(Dataset items)
"""
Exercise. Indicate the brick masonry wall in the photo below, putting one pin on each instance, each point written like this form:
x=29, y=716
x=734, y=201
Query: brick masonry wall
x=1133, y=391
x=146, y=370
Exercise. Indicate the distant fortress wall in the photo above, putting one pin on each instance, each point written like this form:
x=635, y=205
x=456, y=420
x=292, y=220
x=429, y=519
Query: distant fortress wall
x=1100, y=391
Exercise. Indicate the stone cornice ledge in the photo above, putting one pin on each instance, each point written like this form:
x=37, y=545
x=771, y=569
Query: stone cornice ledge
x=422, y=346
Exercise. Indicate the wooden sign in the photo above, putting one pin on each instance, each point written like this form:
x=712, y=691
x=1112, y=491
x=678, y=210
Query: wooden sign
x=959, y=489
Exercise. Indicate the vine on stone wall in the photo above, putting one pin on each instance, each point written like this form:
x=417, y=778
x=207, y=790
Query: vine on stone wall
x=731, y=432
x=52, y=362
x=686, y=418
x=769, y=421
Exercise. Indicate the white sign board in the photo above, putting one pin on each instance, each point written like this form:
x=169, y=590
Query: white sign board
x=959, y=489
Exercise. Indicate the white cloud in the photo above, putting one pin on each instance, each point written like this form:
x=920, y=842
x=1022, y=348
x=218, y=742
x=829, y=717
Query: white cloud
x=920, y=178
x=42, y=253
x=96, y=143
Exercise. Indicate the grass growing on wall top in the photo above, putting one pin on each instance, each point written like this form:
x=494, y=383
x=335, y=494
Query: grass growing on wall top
"""
Please quote nothing but the lines from the line with "Query: white sign board" through the end of the data above, exactly as written, ends included.

Solution to this task =>
Query: white sign board
x=959, y=489
Exercise. Indicate the white cloud in the photo above, putting one pin on each instance, each point written like this form:
x=920, y=842
x=1022, y=348
x=218, y=742
x=829, y=717
Query: white cloud
x=920, y=178
x=42, y=253
x=96, y=143
Exercise. Indicate the grass growing on wall top in the photo above, putting one pin on each instance, each point written like this form:
x=494, y=383
x=335, y=494
Query: grass growing on wall top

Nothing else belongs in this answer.